TASK BRIEF: Please print exactly the lines running from the one that contains "the white ceiling" to the end of the data, with both lines included.

Dataset excerpt:
------

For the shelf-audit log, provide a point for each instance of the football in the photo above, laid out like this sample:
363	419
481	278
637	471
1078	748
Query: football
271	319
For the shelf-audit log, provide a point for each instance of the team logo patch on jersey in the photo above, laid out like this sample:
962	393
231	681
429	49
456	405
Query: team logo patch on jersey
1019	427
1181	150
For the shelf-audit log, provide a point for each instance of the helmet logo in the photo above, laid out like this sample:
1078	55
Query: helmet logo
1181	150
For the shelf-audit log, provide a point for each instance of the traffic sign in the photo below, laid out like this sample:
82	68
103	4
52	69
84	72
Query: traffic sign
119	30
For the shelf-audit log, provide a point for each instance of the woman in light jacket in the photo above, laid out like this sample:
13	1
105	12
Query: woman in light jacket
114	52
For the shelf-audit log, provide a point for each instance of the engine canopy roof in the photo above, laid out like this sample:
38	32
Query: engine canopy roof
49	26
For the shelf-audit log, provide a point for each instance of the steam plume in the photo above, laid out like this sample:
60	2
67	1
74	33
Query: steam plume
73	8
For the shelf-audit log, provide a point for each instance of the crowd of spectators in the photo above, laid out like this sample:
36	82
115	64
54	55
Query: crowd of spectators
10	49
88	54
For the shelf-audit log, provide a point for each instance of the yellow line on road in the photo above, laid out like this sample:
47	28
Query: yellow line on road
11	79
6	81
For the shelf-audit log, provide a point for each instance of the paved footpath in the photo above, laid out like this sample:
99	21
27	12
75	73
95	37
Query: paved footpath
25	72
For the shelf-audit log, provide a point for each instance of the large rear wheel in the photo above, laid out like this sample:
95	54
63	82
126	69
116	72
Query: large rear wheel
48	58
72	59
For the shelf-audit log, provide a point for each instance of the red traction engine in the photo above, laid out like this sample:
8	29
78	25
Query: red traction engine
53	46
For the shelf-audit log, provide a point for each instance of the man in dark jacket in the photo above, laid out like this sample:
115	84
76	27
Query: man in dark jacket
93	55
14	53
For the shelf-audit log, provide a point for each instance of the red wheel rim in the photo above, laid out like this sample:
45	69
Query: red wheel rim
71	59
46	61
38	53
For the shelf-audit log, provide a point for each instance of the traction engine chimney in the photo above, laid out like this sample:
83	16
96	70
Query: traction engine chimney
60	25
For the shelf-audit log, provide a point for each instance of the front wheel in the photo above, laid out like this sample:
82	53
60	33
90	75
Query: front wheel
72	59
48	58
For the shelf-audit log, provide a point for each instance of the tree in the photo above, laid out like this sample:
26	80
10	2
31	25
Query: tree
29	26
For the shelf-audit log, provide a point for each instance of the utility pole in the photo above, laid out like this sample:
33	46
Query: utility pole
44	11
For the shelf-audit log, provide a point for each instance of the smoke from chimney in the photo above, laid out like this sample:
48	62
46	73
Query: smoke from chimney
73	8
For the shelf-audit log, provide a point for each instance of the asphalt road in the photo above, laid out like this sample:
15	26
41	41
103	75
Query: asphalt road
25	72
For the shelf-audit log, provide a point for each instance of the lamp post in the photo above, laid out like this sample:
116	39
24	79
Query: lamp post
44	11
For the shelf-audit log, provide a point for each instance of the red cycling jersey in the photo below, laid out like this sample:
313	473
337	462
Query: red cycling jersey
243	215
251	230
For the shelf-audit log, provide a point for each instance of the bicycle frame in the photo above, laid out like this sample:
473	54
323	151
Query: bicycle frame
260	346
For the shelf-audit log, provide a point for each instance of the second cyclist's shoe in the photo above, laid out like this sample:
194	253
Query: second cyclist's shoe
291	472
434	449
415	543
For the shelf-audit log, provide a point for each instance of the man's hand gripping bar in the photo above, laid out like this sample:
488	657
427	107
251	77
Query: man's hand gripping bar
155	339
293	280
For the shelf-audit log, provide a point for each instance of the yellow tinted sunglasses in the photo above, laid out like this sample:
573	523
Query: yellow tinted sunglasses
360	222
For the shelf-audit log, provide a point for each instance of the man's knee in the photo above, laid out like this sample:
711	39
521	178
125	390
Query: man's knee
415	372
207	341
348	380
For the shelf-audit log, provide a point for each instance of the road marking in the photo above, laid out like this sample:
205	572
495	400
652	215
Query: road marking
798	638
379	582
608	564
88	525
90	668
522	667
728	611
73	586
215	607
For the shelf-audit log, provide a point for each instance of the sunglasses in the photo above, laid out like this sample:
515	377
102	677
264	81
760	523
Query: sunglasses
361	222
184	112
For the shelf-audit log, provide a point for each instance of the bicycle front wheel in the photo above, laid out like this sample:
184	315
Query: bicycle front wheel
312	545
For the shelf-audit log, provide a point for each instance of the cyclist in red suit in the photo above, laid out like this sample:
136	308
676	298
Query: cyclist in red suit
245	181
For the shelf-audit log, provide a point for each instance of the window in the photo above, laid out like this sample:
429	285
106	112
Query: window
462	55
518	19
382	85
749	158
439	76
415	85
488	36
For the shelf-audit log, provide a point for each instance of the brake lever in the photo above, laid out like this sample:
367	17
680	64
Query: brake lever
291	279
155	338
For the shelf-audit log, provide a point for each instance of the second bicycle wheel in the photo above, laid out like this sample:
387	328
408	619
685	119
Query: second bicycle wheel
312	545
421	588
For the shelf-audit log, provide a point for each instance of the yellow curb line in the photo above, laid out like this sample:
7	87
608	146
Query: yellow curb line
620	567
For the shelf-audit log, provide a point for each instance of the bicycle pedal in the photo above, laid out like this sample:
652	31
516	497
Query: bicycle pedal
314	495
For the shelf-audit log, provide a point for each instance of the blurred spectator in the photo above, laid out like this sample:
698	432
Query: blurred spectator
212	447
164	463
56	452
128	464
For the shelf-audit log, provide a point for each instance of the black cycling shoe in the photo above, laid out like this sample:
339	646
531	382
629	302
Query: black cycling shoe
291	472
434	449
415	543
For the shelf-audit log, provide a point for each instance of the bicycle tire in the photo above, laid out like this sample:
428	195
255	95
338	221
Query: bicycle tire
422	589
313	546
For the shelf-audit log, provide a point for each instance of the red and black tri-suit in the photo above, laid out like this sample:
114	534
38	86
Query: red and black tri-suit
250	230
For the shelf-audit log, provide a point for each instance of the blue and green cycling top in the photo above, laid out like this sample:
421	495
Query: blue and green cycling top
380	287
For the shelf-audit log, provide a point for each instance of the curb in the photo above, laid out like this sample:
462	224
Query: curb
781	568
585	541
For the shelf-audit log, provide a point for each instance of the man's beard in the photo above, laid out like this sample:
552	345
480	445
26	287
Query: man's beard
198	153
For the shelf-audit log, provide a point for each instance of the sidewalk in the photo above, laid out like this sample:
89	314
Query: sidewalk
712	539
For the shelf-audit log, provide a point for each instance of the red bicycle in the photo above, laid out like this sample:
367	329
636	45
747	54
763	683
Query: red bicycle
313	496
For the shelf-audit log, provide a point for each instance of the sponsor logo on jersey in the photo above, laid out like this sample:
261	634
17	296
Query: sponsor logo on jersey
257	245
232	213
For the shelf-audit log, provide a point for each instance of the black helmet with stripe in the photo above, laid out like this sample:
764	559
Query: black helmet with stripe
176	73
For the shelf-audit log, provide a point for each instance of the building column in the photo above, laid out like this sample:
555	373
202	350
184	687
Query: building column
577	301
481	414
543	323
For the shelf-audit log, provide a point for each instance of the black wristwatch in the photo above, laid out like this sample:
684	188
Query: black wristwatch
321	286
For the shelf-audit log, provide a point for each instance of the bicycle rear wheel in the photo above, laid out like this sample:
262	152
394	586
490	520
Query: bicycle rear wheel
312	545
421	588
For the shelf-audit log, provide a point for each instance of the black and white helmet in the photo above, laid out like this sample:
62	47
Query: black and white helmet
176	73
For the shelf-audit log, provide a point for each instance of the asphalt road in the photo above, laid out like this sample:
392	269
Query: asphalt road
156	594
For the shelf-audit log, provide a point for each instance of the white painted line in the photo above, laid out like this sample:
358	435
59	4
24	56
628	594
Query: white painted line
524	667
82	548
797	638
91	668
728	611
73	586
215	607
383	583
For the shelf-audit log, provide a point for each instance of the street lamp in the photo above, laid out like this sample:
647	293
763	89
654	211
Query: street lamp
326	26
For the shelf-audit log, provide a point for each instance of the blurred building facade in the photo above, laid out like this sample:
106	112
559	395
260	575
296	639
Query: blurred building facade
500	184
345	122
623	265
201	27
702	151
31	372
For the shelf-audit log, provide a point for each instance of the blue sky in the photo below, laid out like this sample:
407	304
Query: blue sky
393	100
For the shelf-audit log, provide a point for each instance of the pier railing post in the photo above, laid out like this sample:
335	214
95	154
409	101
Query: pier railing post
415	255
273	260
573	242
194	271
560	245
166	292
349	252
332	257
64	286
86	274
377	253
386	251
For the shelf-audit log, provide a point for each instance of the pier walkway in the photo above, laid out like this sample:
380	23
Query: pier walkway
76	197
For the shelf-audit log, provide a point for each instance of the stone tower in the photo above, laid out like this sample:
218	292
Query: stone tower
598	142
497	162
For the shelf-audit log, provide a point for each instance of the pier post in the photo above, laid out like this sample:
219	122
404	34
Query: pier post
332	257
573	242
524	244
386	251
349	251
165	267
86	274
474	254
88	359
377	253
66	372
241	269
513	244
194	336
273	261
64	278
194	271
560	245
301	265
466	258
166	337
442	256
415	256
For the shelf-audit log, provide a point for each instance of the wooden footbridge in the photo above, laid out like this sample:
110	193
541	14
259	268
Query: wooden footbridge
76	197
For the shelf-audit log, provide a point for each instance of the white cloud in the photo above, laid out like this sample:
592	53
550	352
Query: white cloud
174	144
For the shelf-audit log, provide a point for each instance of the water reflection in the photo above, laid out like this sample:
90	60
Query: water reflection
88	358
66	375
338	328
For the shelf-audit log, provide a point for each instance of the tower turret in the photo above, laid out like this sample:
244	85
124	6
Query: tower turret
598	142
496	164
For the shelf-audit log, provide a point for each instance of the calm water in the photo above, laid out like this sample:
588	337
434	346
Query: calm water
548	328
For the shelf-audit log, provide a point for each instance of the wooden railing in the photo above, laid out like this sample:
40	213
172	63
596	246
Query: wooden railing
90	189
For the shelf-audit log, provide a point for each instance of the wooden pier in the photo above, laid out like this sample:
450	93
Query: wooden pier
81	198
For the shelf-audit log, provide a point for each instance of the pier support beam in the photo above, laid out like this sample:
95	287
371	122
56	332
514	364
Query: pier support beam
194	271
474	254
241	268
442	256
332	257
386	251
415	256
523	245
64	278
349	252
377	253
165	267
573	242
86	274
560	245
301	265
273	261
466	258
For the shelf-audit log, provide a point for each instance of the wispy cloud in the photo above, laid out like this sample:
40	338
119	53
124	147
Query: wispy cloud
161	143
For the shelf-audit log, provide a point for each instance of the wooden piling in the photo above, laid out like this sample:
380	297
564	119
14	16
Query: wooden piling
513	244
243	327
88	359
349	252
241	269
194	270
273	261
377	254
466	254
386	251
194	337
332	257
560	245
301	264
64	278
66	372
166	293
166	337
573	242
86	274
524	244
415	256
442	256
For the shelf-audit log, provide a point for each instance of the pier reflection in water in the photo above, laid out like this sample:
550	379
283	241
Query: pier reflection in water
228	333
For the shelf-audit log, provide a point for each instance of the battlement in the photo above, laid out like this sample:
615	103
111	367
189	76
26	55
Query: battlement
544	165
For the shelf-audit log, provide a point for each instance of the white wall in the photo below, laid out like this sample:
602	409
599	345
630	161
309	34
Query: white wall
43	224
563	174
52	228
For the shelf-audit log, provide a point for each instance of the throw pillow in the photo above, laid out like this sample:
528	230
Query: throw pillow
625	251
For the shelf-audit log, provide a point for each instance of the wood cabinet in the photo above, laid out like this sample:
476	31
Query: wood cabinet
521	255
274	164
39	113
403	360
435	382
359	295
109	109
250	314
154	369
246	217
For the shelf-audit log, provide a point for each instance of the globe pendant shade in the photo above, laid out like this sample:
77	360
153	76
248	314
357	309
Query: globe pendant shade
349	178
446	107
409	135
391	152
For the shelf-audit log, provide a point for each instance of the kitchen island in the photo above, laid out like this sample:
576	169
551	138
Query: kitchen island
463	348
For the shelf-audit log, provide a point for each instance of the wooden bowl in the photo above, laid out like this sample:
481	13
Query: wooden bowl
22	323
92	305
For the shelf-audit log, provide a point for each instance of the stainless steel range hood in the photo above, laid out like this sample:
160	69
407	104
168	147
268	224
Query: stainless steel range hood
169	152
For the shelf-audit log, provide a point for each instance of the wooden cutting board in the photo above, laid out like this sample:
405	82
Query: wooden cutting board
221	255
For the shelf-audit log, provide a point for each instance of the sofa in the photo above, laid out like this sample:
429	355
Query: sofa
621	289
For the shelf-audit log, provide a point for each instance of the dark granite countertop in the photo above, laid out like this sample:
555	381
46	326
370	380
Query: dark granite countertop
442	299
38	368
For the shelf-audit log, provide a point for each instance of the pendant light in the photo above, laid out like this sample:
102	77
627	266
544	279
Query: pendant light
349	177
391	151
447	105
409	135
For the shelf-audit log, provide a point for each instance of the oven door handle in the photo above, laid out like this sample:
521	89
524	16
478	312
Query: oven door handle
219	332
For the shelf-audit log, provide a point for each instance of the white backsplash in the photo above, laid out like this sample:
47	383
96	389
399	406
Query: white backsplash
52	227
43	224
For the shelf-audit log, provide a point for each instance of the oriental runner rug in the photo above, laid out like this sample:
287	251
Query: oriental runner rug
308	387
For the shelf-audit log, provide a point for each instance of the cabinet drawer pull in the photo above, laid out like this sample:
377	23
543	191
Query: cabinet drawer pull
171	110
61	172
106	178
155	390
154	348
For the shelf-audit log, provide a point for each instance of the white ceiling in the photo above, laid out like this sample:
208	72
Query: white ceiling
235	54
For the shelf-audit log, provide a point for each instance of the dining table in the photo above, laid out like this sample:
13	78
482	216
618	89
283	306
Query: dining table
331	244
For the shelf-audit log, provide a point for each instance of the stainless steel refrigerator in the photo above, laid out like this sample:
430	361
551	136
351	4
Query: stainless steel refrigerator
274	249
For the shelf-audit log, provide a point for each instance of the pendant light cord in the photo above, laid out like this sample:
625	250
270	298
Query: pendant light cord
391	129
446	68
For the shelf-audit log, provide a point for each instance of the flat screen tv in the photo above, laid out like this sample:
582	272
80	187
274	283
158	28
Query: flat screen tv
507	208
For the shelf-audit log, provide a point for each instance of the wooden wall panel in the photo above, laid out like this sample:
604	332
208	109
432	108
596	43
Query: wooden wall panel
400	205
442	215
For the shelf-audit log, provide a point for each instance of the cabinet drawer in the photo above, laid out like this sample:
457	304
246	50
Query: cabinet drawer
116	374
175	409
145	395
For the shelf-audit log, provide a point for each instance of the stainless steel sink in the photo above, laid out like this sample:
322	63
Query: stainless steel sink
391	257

------

SOLUTION FOR THIS EXERCISE:
For the shelf-audit log, provide a point for each instance of the white ceiling in the photo above, laid out like this sample:
208	72
Query: white ceiling
235	54
For the shelf-audit log, provide a point for each instance of the dining table in the photo above, laid out like this sample:
13	78
482	216
618	89
283	306
Query: dining table
331	244
For the shelf-audit log, provide a point for each instance of the stainless steel refrigerator in the photo above, laid out like this sample:
430	361
551	136
351	4
Query: stainless steel refrigerator
274	249
For the shelf-audit log, provide a point for each instance of the pendant light cord in the photo above, laid out like this sample:
625	250
270	298
Query: pendant light cord
391	129
446	68
For the shelf-audit log, provide a point for each instance of the flat screen tv in the photo above, laid out like this sample:
582	272
80	187
274	283
158	28
Query: flat screen tv
507	208
For the shelf-audit log, provide a point for each instance of the wooden wall panel in the photo above, laid out like this sample:
604	332
208	109
432	108
596	43
Query: wooden wall panel
400	205
442	215
For the shelf-audit log, provide a point for each instance of the cabinet drawer in the photo above, laid out like this sample:
457	304
246	50
Query: cabinet drawer
116	374
175	409
145	395
For the shelf-audit log, provide a point for each instance of the stainless steel sink in the photo above, laid out like this sample:
322	63
Query: stainless steel sink
391	257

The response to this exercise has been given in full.